What is being asked → Turn the material below into a JSON list of strings, one string per line, and omit any blank lines.

Given information →
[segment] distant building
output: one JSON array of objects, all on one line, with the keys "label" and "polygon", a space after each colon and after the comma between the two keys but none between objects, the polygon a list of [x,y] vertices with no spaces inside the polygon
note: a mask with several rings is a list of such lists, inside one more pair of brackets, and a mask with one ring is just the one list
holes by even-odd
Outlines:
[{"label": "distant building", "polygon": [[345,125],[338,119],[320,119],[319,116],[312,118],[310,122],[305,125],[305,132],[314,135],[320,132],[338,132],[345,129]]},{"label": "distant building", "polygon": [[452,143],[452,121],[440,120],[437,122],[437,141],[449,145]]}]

Exercise result →
[
  "[segment] distant building",
  "output: one JSON array of objects, all on one line, with the keys \"label\" and \"polygon\", a space after each colon and after the comma between the two keys but none between objects, the polygon a list of [x,y] vertices with no spaces inside the polygon",
  "note: a mask with several rings is a list of such lists, inside one more pair of brackets, and a mask with one ring is just the one list",
  "holes by even-odd",
  "Outlines:",
  "[{\"label\": \"distant building\", \"polygon\": [[345,125],[338,119],[320,119],[319,116],[312,118],[310,122],[305,125],[305,132],[314,135],[320,132],[338,132],[345,129]]},{\"label\": \"distant building\", \"polygon\": [[452,143],[452,121],[440,120],[437,122],[437,141],[449,145]]}]"
]